━━━ AUSGANGSTEXT ━━━

Leitsatz (amtlich)

1. Das Bestimmtheitsgebot des § 253 Abs. 2 Nr. 2 ZPO gilt auch in Antragsverfahren.

2. Eine Amtsniederlegung des für das Schiedsverfahren bestellten Schiedsrichters ist nicht ohne Weiteres als Beendigungsbeschluss auszulegen und bewirkt weder eine Beendigung noch eine Undurchführbarkeit der Schiedsvereinbarung.

 

Tenor

I. Zur Durchführung des Schiedsverfahrens zwischen den Parteien wegen der Ansprüche der Antragstellerin nach Auflösung der mit dem Antragsgegner gebildeten Steuerberatersozietät wird zum Ersatzeinzelschiedsrichter bestellt:

II. Die Kosten des Bestellungsverfahrens werden gegeneinander aufgehoben.

III. Der Streitwert für das Bestellungsverfahren wird auf 245.000,00 EUR festgesetzt.

 

Gründe

I. Aufgrund Sozietätsvertrags vom 24. März 1992 war die Antragstellerin mit dem Antragsgegner in einer Gesellschaft bürgerlichen Rechts zur gemeinsamen Ausübung des steuer- und wirtschaftsberatenden Berufs verbunden.

Nach § 15 des Vertrags bleibt die Gesellschaft bei Ausscheiden eines Gesellschafters grundsätzlich bestehen. Für den Fall, dass der Gesellschaft im Zeitpunkt des Ausscheidens nur zwei Gesellschafter angehören, bestimmt § 15, dass der verbleibende Gesellschafter die Kanzlei als Einzelunternehmen weiterbetreiben kann. § 16 des Gesellschaftsvertrags besagt, dass sich die Parteien über die Einzelheiten der Auflösung in einer gesonderten Vereinbarung zu einigen haben, wenn sie übereinstimmend die Auflösung der Gesellschaft wünschen. § 17 des Gesellschaftsvertrags bestimmt für Streitigkeiten der Gesellschafter:

Sämtliche Gesellschafter verpflichten sich, etwaige Streitigkeiten unter Ausschluß des ordentlichen Rechtswegs beizulegen. Statt der Anrufung eines öffentlichen Gerichts haben sie einen neutralen Dritten zu bestimmen, der in Zusammenarbeit mit den Gesellschaftern versucht, die Streitigkeiten beizulegen. Können sich die Gesellschafter auf keinen solchen neutralen Dritten einigen, so erklären sie sich bereits jetzt damit einverstanden, daß ein solcher von der Bundes-Steuerberaterkammer bestimmt wird. Auch erklären sich die Gesellschafter bereits jetzt damit einverstanden, daß sie sich mit [sic!] dem Schiedsspruch des neutralen Dritten unterwerfen, falls eine gütliche Einigung auch unter Mitwirkung dieses neutralen Dritten nicht zustande kommt.

━━━ DATENSATZ ━━━

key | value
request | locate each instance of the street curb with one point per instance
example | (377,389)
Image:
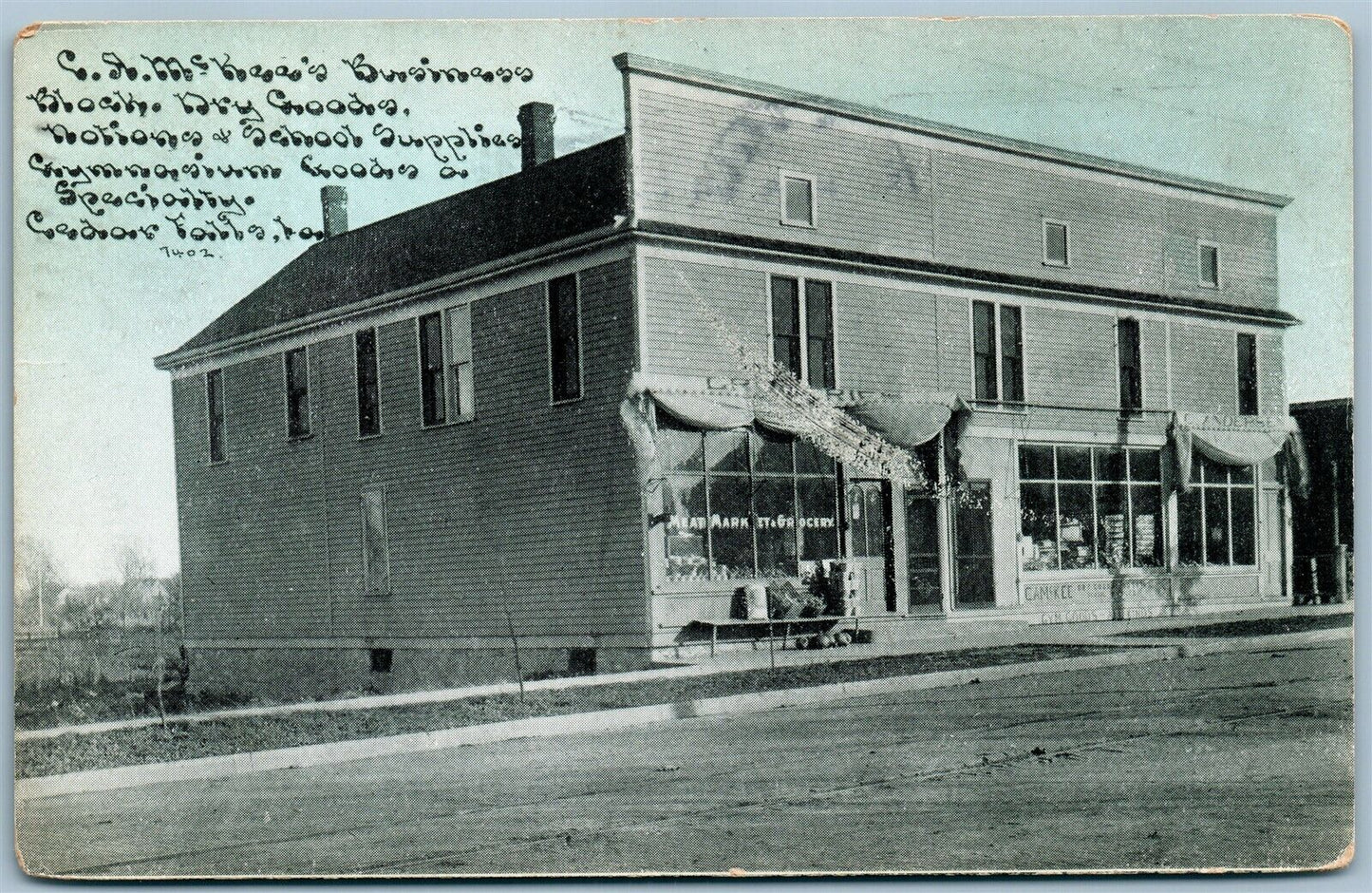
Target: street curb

━━━

> **ANFORDERUNG 1**
Führe sämtliche Paragraphen des Gesellschaftsvertrags auf, die im Ausgangstext vorkommen.
> **ANFORDERUNG 2**
Gib den Ausgangstext von „2. Eine Amtsniederlegung“ bis „245.000,00 EUR festgesetzt.“ wortgetreu wieder.

> **SCHRIFTLICHE ANTWORT 1**
§ 15, § 16 und § 17

> **SCHRIFTLICHE ANTWORT 2**
2. Eine Amtsniederlegung des für das Schiedsverfahren bestellten Schiedsrichters ist nicht ohne Weiteres als Beendigungsbeschluss auszulegen und bewirkt weder eine Beendigung noch eine Undurchführbarkeit der Schiedsvereinbarung.

 

Tenor

I. Zur Durchführung des Schiedsverfahrens zwischen den Parteien wegen der Ansprüche der Antragstellerin nach Auflösung der mit dem Antragsgegner gebildeten Steuerberatersozietät wird zum Ersatzeinzelschiedsrichter bestellt:

II. Die Kosten des Bestellungsverfahrens werden gegeneinander aufgehoben.

III. Der Streitwert für das Bestellungsverfahren wird auf 245.000,00 EUR festgesetzt.